→ Instruction
Leave out the pictures, and quote exactly the lines running from the one with "In this photo, where can the wheel rim" through the last line of the entries below.

→ Material provided
◆ ◆ ◆ ◆ ◆
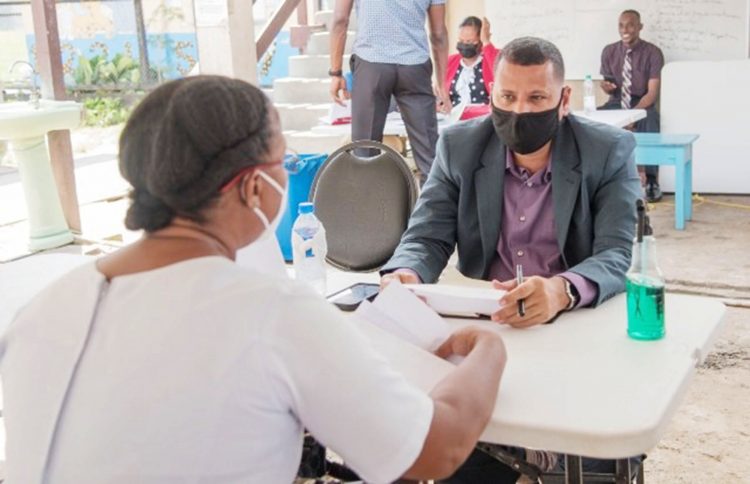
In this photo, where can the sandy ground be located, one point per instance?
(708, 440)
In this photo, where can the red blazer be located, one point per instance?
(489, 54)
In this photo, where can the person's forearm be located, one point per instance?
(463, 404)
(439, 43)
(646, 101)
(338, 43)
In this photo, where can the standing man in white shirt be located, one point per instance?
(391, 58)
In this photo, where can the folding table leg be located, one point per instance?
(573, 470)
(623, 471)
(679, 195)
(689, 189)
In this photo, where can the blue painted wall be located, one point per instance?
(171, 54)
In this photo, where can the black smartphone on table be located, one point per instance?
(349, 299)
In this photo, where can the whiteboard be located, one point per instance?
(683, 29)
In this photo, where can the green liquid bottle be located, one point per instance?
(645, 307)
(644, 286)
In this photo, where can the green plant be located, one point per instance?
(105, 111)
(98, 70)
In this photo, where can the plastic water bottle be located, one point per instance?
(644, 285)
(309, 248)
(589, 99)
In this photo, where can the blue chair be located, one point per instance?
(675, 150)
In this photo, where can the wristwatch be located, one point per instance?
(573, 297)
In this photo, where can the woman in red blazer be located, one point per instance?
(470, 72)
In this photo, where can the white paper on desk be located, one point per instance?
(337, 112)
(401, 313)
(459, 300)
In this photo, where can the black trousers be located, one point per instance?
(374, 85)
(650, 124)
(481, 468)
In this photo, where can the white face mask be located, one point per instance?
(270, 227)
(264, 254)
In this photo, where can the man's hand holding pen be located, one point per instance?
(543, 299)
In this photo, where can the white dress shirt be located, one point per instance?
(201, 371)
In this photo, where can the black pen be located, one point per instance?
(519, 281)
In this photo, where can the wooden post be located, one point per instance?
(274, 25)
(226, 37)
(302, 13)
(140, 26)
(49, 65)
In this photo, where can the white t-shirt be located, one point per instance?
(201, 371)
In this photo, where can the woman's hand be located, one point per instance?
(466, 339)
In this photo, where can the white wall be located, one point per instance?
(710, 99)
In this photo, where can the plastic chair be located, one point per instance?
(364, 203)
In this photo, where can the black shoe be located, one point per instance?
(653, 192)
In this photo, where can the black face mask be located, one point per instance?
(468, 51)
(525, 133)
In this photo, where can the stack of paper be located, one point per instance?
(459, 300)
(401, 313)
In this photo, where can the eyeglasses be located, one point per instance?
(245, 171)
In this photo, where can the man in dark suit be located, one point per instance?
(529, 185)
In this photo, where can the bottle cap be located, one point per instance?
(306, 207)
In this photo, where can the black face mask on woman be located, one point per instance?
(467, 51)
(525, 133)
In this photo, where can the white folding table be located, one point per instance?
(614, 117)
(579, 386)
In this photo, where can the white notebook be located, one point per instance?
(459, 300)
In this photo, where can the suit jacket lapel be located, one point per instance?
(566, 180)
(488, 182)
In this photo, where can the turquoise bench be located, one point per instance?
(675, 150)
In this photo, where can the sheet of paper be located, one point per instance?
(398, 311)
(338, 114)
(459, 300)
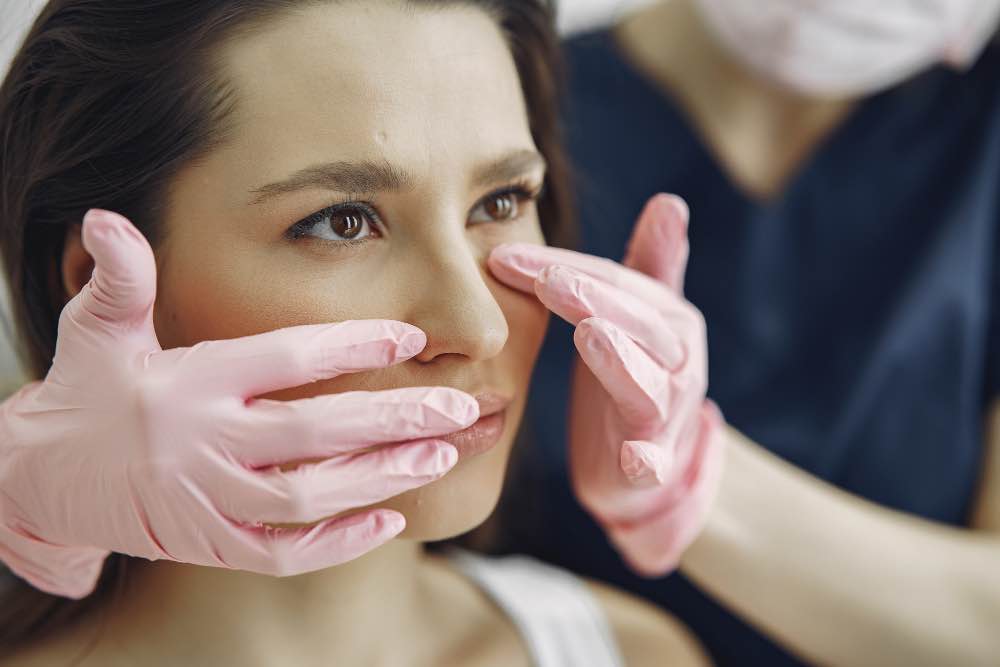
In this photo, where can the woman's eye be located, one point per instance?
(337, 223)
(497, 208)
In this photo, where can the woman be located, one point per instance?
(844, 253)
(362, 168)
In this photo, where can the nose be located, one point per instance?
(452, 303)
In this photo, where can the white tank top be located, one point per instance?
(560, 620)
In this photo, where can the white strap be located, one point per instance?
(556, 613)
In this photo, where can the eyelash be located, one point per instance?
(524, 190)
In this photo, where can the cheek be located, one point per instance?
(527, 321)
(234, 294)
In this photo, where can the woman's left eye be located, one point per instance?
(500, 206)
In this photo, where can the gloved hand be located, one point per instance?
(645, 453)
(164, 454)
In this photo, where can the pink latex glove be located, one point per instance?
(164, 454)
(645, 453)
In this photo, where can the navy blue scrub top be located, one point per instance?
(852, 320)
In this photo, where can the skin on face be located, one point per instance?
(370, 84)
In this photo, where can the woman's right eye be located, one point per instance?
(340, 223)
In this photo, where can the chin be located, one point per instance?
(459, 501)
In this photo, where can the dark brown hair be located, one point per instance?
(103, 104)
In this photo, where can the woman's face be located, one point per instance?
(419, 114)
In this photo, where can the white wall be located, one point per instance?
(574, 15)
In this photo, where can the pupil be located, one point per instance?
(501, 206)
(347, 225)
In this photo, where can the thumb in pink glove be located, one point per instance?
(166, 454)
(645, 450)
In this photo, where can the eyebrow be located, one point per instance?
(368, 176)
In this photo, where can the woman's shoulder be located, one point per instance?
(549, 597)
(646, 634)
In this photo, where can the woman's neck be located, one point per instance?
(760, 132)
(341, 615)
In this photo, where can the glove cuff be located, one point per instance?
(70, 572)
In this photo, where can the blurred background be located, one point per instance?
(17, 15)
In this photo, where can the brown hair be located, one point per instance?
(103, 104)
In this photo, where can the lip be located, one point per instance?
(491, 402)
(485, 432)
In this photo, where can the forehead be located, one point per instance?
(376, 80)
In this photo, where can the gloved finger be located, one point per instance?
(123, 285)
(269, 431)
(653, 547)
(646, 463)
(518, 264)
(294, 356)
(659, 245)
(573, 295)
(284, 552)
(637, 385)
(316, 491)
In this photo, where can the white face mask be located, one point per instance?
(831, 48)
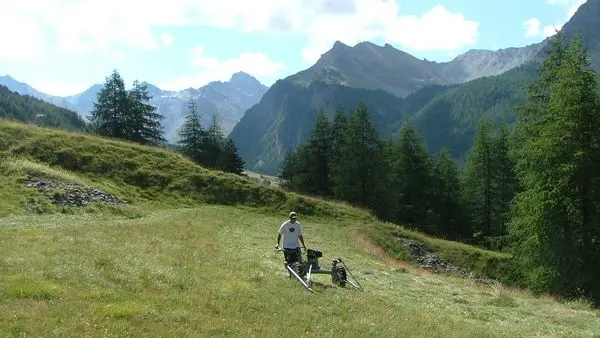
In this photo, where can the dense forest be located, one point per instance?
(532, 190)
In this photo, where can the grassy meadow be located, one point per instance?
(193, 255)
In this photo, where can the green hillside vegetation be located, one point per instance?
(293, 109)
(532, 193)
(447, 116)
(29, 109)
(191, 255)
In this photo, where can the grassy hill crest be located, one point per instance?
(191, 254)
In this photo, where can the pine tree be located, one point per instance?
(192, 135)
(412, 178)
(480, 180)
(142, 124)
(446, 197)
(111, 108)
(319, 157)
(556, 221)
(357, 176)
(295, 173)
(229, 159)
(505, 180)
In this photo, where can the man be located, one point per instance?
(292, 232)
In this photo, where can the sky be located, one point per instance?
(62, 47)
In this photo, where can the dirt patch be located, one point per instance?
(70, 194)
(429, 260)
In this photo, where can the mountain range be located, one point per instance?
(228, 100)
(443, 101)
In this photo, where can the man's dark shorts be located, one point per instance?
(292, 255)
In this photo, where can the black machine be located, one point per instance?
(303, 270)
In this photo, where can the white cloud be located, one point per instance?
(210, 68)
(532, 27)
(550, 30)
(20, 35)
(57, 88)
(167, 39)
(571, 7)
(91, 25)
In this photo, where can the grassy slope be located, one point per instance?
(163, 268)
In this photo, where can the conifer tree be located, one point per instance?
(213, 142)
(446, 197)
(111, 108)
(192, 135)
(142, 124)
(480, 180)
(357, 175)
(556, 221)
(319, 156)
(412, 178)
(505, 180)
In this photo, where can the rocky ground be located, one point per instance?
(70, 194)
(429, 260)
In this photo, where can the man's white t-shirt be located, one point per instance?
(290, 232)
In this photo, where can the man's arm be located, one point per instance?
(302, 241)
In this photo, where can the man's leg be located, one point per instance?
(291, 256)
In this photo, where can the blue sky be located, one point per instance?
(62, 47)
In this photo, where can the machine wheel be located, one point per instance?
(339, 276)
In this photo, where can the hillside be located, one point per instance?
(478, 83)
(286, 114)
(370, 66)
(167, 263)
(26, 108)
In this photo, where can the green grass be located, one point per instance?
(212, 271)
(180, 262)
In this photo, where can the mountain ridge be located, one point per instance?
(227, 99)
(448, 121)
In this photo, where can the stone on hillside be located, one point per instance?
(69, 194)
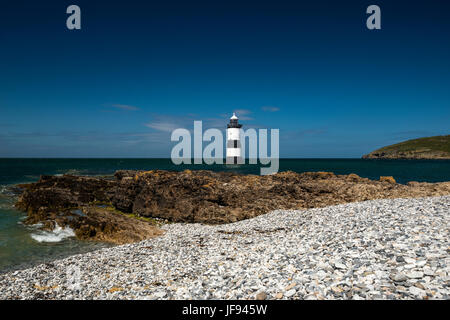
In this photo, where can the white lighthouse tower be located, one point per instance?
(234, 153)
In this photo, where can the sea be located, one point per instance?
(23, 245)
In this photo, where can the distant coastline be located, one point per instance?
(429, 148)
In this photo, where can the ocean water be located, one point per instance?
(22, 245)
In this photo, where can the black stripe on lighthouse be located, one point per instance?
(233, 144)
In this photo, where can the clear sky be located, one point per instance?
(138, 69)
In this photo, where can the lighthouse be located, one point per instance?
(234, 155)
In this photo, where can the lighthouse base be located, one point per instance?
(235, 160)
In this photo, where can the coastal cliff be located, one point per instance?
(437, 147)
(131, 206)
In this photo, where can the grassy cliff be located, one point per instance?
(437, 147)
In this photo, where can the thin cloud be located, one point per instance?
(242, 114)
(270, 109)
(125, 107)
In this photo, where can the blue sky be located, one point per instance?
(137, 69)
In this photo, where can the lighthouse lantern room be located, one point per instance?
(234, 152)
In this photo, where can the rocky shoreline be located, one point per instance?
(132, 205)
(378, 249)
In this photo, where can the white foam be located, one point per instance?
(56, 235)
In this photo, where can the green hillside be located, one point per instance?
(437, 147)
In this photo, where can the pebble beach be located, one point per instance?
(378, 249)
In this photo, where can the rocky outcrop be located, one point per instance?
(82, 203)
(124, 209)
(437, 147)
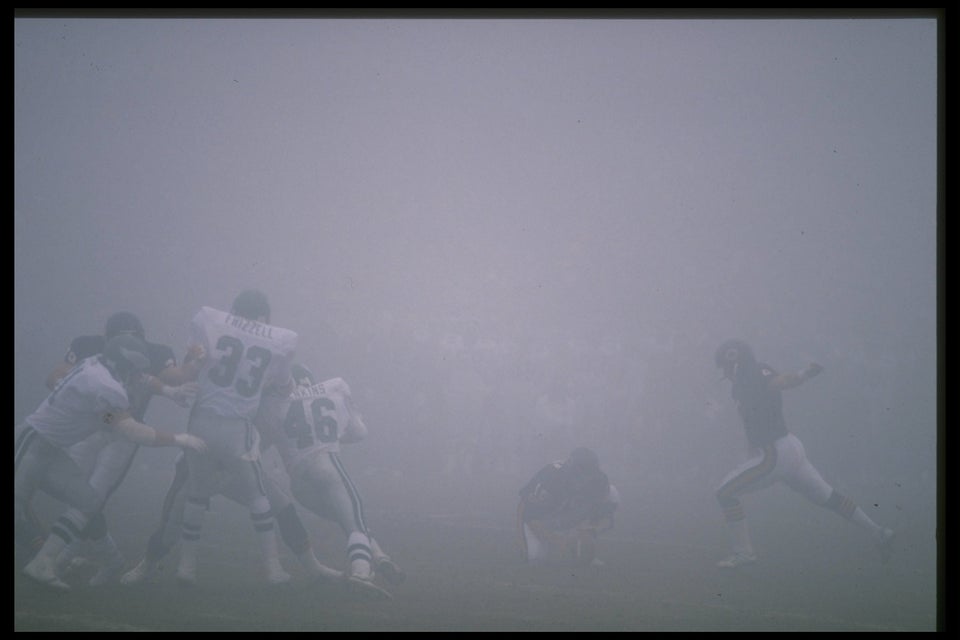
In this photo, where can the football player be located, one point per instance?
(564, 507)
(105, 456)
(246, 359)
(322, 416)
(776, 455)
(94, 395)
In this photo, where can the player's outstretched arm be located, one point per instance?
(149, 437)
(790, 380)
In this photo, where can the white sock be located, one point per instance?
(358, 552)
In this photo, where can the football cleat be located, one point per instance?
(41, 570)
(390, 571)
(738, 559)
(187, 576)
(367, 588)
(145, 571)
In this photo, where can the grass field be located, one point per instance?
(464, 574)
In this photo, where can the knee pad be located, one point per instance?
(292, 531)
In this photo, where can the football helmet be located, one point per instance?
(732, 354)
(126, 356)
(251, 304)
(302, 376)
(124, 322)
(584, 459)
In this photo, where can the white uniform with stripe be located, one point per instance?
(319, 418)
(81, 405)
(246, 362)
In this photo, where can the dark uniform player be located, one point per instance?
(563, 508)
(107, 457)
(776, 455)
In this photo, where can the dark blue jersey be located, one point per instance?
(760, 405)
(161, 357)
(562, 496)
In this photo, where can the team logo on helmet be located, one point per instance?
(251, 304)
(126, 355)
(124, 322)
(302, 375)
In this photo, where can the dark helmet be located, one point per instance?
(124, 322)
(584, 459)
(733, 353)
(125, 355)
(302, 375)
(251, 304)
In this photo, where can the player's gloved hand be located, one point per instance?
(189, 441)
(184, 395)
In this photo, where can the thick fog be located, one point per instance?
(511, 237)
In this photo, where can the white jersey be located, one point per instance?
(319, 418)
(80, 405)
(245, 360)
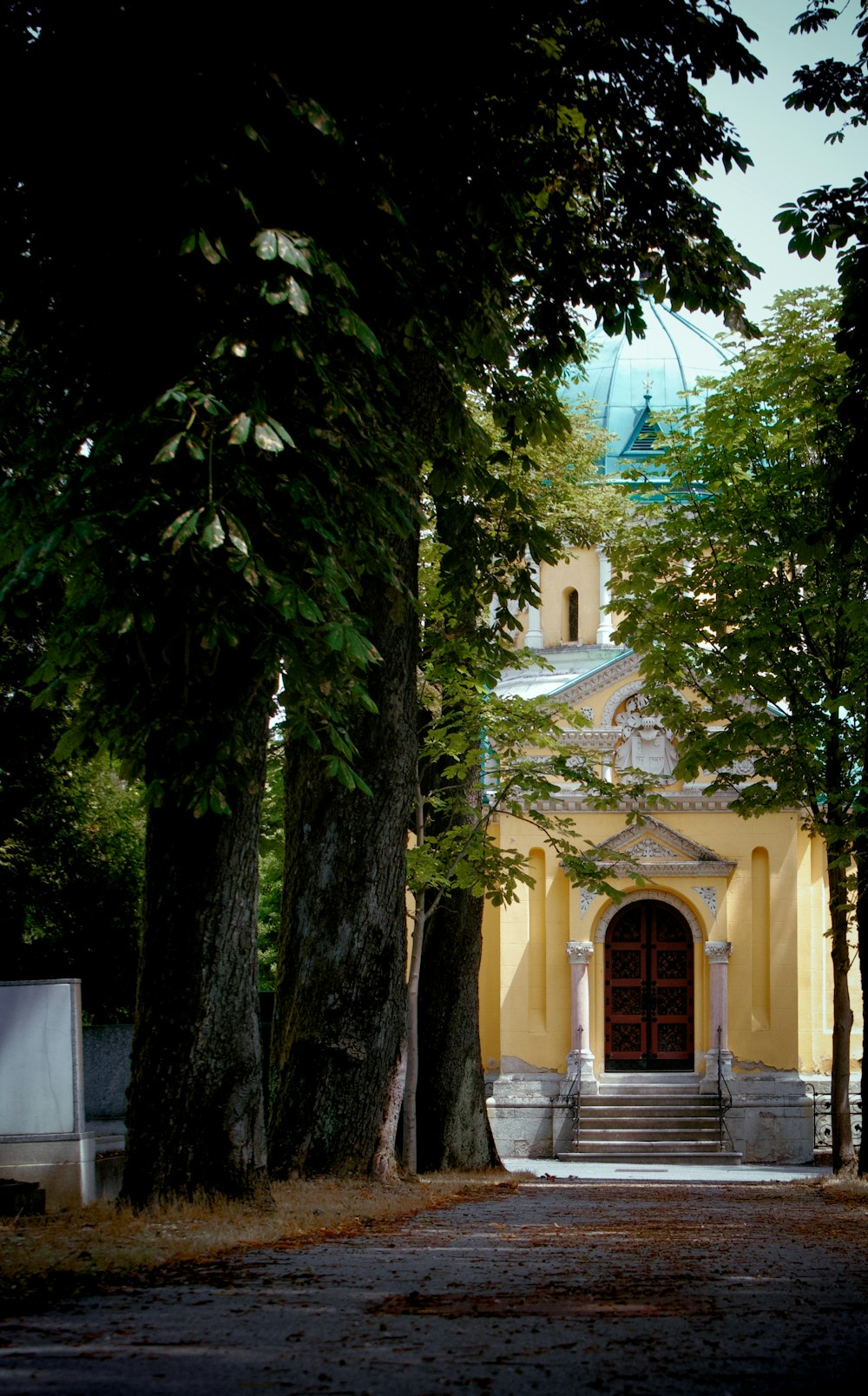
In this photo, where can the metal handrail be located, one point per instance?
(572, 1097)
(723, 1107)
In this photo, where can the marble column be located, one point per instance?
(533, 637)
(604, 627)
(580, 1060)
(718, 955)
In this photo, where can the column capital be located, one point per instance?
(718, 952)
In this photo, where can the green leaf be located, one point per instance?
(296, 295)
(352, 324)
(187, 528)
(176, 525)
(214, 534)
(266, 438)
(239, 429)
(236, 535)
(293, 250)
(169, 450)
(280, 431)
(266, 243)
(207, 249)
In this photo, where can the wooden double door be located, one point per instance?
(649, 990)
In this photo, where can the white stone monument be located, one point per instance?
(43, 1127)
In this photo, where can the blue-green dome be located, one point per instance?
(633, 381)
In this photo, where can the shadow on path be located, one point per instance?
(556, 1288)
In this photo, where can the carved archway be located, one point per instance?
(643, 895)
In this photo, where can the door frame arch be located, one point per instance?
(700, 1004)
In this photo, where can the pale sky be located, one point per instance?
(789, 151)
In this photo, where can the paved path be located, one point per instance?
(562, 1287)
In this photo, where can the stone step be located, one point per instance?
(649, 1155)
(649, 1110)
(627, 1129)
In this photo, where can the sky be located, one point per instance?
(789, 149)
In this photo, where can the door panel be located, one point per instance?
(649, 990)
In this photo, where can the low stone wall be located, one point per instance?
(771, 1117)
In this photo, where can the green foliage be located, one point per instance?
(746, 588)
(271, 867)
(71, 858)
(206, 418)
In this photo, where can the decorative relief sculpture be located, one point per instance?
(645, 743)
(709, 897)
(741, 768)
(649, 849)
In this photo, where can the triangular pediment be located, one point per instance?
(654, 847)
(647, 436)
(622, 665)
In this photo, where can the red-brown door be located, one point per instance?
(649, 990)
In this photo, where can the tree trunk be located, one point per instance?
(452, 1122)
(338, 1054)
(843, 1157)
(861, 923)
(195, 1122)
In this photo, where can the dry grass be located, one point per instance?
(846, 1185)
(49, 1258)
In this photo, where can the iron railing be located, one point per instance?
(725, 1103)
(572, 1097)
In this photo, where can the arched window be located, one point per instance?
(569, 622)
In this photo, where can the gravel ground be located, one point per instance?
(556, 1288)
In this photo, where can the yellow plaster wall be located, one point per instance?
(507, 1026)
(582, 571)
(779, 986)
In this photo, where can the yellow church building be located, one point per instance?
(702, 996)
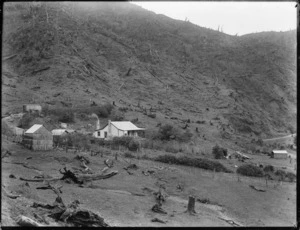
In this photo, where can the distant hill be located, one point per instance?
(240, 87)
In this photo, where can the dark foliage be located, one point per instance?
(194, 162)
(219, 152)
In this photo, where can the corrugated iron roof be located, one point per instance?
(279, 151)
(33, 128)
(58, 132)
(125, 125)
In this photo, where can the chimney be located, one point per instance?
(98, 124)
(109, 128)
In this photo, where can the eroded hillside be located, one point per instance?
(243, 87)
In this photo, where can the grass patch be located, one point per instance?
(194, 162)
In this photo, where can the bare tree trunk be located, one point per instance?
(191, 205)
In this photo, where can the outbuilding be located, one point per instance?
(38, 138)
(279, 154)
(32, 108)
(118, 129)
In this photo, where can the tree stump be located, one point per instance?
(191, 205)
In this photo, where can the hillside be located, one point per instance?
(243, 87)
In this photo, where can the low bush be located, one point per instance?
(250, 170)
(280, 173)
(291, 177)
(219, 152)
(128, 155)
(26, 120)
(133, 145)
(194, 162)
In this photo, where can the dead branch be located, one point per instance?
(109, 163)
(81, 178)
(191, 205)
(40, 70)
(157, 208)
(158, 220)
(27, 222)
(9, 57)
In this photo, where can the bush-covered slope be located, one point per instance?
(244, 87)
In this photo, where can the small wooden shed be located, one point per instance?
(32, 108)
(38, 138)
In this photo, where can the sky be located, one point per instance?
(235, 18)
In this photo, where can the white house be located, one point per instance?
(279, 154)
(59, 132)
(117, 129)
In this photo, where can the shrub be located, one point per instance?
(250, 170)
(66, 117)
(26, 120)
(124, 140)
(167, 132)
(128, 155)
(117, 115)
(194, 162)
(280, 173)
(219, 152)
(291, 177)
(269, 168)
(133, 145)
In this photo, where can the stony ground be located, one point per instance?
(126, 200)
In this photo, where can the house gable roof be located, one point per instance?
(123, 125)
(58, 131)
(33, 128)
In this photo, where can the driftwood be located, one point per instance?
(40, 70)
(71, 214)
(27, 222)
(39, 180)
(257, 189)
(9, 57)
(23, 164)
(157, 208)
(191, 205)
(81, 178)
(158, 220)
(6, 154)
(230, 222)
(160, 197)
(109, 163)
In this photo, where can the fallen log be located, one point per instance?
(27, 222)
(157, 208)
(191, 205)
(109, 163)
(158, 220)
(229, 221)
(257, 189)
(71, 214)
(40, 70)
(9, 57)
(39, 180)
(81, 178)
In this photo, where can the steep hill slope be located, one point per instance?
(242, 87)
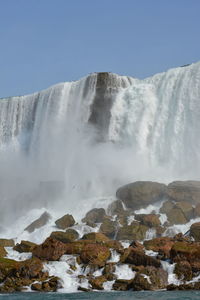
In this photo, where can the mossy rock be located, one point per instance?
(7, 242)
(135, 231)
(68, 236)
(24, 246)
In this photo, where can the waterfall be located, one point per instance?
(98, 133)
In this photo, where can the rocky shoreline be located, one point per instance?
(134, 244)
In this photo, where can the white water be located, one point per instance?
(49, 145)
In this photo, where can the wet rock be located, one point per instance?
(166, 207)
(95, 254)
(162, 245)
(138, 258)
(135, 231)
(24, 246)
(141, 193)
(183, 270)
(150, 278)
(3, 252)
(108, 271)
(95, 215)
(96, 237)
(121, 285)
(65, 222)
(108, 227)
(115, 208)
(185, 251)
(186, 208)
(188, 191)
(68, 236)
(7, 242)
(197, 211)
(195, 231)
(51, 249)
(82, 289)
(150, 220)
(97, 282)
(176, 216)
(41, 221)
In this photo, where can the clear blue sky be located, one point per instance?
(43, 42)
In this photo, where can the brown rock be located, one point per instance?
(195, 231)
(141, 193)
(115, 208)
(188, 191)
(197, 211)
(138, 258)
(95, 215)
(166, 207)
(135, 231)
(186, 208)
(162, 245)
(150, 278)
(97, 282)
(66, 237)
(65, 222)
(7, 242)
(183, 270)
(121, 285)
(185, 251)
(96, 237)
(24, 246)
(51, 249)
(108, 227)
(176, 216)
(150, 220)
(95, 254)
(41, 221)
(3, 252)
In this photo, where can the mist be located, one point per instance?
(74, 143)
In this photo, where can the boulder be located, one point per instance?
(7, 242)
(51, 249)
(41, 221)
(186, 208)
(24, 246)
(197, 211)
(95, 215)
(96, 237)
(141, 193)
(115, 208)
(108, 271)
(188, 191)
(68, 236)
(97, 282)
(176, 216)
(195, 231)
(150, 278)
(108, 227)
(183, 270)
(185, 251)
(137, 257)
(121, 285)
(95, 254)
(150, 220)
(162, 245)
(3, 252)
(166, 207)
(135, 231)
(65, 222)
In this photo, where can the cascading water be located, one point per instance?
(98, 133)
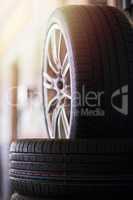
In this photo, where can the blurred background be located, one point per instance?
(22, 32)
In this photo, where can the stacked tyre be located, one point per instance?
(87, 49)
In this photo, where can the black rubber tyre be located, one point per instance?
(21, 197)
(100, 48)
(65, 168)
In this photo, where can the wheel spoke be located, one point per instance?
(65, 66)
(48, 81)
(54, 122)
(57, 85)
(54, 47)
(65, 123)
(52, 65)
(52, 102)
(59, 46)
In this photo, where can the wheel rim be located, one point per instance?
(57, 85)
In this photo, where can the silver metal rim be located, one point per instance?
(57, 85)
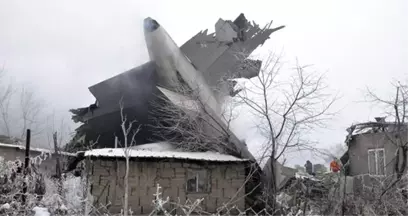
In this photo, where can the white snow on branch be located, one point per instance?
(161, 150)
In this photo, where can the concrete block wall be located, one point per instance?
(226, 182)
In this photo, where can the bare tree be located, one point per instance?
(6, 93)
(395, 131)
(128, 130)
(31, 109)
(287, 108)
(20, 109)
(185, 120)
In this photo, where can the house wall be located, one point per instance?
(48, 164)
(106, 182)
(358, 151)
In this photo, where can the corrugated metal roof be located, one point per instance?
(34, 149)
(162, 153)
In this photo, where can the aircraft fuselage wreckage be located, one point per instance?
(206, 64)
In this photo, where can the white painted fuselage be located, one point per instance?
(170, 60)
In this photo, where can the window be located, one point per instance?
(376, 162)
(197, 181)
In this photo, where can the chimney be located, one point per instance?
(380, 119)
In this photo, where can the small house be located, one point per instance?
◆ ◆ ◆ ◆ ◆
→ Output for this task
In this photo, where can the wheel rim be located, one point per instance?
(57, 85)
In this photo, where can the silver metal rim be located, one point per instance?
(57, 85)
In this photo, where can the white snow on branch be located, one point per instance?
(161, 150)
In this photo, where can the concrete block wall be located, one point per instance?
(226, 182)
In this photo, where can the bare tree be located, one point per instance?
(6, 93)
(395, 131)
(128, 130)
(31, 109)
(287, 108)
(20, 109)
(185, 120)
In this photo, where can the house wall be located, one point per instance?
(48, 164)
(106, 182)
(358, 151)
In this photo, where can the corrugated metal roof be located, one point per instance?
(34, 149)
(162, 153)
In this photo, where can the aircraft fuselage wreckage be located, one point per instance?
(206, 64)
In this photo, where can the white painted fuselage be located, one point per instance?
(170, 60)
In this photo, where can the window be located, one point per instance?
(376, 162)
(197, 181)
In this photo, where can the chimney be located, one point per instance?
(380, 119)
In this photo, where can the small house be located, one point per instance?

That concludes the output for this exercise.